*** DOCUMENT PASSAGE Section Begins ***
On October 5, 2015, the California legislature passed the “End of Life Option Act” (the “Act”), which permits physicians to prescribe an aid-in-dying medication to terminally-ill patients. The Act is set to take effect on June 9, 2016. While health care providers will be obliged to give terminally-ill patients information about their end of life options, including their right to request aid-in-dying medication, provider participation in the Act is completely voluntary. Furthermore, healthcare organizations have a limited ability to actively prohibit their employees and independent contractors from participating in certain end of life activities authorized by the Act.

This blog post will provide physicians with a brief overview of their rights and obligations under the Act. The information herein will be of particular import to medical groups as they navigate service agreements with healthcare partners that wish to opt-out of the Act.
*** DOCUMENT PASSAGE Section Ends ***
*** SOURCE MATERIAL Section Begins ***
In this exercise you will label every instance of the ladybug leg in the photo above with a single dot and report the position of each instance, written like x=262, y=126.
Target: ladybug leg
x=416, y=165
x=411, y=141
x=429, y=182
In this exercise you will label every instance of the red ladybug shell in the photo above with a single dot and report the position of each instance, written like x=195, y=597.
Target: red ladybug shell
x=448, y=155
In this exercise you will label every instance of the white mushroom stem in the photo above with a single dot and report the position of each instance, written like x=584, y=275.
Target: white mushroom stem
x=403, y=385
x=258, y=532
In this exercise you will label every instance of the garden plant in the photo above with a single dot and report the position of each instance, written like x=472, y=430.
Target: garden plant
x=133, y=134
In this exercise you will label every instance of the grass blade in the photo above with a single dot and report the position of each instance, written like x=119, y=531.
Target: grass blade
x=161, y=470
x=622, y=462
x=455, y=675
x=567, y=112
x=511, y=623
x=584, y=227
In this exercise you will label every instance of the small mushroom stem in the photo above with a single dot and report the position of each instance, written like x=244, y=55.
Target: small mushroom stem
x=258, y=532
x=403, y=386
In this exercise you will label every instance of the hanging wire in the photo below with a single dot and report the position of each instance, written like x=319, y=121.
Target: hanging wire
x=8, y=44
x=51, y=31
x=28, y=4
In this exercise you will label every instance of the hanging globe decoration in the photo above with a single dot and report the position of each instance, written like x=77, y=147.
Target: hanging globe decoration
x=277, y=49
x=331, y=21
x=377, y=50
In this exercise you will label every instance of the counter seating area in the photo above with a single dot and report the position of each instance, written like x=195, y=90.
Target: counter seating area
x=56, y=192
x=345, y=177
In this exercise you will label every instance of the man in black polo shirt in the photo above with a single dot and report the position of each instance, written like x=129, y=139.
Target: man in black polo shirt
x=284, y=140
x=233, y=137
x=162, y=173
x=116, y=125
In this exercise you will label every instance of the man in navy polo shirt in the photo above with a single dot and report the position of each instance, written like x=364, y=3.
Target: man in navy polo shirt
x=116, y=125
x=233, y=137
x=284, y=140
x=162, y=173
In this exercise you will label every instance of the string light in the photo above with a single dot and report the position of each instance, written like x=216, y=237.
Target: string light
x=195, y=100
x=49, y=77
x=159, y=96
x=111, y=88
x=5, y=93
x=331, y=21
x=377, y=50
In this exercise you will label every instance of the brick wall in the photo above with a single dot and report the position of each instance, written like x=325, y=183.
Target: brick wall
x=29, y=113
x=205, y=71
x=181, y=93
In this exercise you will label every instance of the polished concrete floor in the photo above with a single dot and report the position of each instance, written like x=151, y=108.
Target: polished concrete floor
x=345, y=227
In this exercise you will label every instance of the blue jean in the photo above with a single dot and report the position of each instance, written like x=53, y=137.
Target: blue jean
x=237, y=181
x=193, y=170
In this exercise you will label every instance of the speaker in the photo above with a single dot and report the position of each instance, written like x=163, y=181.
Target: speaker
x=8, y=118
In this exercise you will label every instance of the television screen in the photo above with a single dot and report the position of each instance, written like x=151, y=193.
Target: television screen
*** SOURCE MATERIAL Section Ends ***
* [EXERCISES TO COMPLETE]
A - Give again the part of the End of Life Option Act text that begins at "On October 5, 2015, the" and stops after "by the Act.", with "aid-in-dying medication" replaced by "life-ending medication".
B - List each distinct hyphenated word in the End of Life Option Act text.

* [SOLUTIONS TO EACH TASK]
A -
On October 5, 2015, the California legislature passed the “End of Life Option Act” (the “Act”), which permits physicians to prescribe an life-ending medication to terminally-ill patients. The Act is set to take effect on June 9, 2016. While health care providers will be obliged to give terminally-ill patients information about their end of life options, including their right to request life-ending medication, provider participation in the Act is completely voluntary. Furthermore, healthcare organizations have a limited ability to actively prohibit their employees and independent contractors from participating in certain end of life activities authorized by the Act.

B -
terminally-ill
aid-in-dying
opt-out